(Dataset entries)
************

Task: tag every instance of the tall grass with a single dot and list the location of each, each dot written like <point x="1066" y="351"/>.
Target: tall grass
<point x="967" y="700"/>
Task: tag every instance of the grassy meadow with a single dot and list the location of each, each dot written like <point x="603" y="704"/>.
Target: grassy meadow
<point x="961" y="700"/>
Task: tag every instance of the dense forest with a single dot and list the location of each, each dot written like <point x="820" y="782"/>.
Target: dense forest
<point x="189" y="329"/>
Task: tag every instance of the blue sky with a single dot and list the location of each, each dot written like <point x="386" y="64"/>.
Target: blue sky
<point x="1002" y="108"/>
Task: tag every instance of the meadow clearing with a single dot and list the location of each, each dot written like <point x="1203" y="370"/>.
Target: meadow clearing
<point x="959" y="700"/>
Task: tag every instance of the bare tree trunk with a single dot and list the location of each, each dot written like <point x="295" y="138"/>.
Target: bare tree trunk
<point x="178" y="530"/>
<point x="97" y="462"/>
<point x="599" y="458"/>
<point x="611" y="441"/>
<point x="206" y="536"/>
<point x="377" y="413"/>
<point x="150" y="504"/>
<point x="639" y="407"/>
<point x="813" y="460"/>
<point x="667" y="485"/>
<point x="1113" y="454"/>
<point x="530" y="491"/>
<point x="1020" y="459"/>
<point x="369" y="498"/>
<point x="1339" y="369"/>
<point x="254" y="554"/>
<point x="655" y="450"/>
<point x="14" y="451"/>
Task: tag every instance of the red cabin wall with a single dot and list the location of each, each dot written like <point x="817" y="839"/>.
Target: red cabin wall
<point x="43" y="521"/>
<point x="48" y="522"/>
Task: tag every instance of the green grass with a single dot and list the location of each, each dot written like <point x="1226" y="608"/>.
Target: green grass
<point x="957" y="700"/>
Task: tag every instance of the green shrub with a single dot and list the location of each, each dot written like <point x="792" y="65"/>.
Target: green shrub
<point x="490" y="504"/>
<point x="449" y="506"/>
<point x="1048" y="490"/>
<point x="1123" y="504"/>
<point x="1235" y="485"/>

************

§ Problem description: Could you write out, exactly as they stand, only the lines above that begin at the line with "Task: tag every instance of the grassy" and stop after the line with "Task: tag every instance of the dense"?

§ Result:
Task: tag every instance of the grassy meadow with a single dot and list the location of each, each dot written like <point x="603" y="704"/>.
Target: grassy meadow
<point x="961" y="700"/>
Task: tag every instance of the dense forest with a single dot and list the location of each, each dot written like <point x="820" y="782"/>.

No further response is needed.